João Satt vê o futuro com empolgação. Aos 61 anos, o publicitário e estrategista de marcas diz que novas tecnologias como robôs, análise de dados para a compreensão de gostos e inteligência artificial vão mudar radicalmente a sociedade. Fascinado, argumenta sobre as acentuadas diferenças geracionais verificadas hoje em dia e sobre a necessidade de inovação das empresas, sob o risco de desmoronarem. Ele recebeu GaúchaZH no G5, uma das principais agências de publicidade de Porto Alegre. Na empresa, mantém um núcleo de inteligência para pesquisar tendências, com o objetivo de posicionar instituições em novos cenários. Em seu discurso, cita os sociólogos Zygmunt Bauman e Frederic Laloux – este, best-seller de gestão que divide as organizações conforme "níveis de consciência", associadas a cada geração. Em dado momento, levanta e vai ao quadro para desenhar gráficos de comportamento. No dia seguinte, liga para o repórter: "Não fui muito caótico?". Confira a entrevista a seguir.

**Tarefas:**
1. Liste todas as novas tecnologias que, segundo o documento de origem, vão mudar radicalmente a sociedade.
2. Reescreva em forma de lista, de modo mais breve, o parágrafo do documento de origem que começa com "João Satt vê o futuro com empolgação", mantendo seus fatos principais.
3. Responda às perguntas abaixo com base no documento de origem:
(a) Quantos anos tem João Satt?
(b) Em que lugar ele recebeu GaúchaZH?
(c) O que ele perguntou ao repórter quando ligou no dia seguinte?
As linhas que vêm depois deste ponto formam um material à parte, sem relação com o documento de origem.

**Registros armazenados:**
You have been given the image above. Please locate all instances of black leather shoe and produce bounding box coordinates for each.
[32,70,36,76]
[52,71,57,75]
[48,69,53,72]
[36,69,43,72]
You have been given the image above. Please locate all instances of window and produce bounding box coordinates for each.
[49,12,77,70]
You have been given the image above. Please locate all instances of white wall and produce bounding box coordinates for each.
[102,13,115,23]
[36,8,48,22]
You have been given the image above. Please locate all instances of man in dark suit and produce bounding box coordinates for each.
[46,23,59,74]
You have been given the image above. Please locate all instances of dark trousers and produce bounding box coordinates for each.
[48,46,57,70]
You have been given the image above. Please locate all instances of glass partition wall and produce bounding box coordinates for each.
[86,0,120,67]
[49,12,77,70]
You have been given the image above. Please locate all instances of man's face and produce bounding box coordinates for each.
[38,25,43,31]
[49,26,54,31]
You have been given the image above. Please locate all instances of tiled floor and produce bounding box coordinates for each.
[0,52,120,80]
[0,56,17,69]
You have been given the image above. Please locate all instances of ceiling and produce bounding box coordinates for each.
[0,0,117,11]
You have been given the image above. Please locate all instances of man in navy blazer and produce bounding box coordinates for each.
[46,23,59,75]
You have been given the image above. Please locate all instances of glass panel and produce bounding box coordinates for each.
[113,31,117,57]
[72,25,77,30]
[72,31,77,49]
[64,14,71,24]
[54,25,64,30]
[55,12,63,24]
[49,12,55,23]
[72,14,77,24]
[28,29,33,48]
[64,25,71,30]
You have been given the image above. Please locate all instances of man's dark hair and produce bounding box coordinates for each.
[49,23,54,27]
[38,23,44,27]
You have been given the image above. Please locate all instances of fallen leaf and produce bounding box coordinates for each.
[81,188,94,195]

**Respostas:**
1.
- Robôs
- Análise de dados para a compreensão de gostos
- Inteligência artificial

2.
- João Satt, publicitário e estrategista de marcas de 61 anos, vê o futuro com empolgação.
- Para ele, robôs, análise de dados para a compreensão de gostos e inteligência artificial vão mudar radicalmente a sociedade.
- Ele fala das acentuadas diferenças geracionais de hoje e da necessidade de as empresas inovarem, sob o risco de desmoronarem.
- Recebeu GaúchaZH no G5, uma das principais agências de publicidade de Porto Alegre.
- No G5, mantém um núcleo de inteligência que pesquisa tendências para posicionar instituições em novos cenários.
- Em seu discurso, cita Zygmunt Bauman e Frederic Laloux.
- Durante a conversa, foi ao quadro desenhar gráficos de comportamento.
- No dia seguinte, ligou para o repórter perguntando se não tinha sido muito caótico.

3.
(a) Ele tem 61 anos.
(b) No G5, uma das principais agências de publicidade de Porto Alegre.
(c) Ele perguntou: "Não fui muito caótico?"